*RECORD SET*:

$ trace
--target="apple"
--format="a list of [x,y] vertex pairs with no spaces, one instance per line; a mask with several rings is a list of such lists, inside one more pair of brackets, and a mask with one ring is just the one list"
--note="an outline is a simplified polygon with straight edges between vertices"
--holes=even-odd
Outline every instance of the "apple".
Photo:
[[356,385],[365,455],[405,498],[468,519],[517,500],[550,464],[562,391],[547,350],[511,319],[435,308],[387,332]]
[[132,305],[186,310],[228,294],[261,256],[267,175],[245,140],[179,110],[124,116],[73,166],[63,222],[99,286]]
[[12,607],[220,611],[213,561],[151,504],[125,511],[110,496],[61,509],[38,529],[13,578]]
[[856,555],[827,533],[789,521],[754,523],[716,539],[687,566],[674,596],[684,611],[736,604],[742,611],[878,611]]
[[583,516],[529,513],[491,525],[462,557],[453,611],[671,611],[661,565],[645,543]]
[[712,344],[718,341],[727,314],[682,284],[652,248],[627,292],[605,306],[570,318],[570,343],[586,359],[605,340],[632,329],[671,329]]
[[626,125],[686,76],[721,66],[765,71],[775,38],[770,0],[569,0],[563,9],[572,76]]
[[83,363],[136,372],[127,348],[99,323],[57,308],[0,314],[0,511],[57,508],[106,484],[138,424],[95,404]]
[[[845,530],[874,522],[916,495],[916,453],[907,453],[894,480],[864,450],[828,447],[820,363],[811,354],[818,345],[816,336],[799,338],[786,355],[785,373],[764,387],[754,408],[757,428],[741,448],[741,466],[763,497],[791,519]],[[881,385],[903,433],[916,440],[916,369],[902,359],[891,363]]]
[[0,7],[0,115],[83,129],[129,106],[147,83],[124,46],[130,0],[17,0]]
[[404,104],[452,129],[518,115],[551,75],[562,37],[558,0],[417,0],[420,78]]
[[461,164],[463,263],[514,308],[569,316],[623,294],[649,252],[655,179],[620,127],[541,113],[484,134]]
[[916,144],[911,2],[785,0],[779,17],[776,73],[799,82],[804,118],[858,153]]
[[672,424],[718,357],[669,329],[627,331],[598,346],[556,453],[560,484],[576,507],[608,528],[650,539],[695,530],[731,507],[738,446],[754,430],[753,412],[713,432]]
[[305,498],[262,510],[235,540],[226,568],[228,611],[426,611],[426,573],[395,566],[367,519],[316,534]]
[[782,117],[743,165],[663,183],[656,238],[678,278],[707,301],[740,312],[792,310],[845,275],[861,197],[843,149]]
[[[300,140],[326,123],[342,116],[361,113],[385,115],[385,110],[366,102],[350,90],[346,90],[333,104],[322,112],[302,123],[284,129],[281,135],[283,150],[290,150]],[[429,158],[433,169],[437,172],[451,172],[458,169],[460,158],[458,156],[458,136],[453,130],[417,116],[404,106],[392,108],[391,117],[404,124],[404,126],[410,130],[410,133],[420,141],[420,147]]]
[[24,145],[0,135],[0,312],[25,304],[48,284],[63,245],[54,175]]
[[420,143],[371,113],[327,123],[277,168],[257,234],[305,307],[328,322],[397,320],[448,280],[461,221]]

*TASK GOAL*: Return every line of the records above that contains the word "with".

*TASK SOLUTION*:
--format="a list of [x,y] vertex pairs with no spaces, one instance per line; a mask with several rings is a list of such lists, inside one more pair of brackets, and a mask with one ring is just the one list"
--note="an outline is a simplified polygon with straight edges between vertices"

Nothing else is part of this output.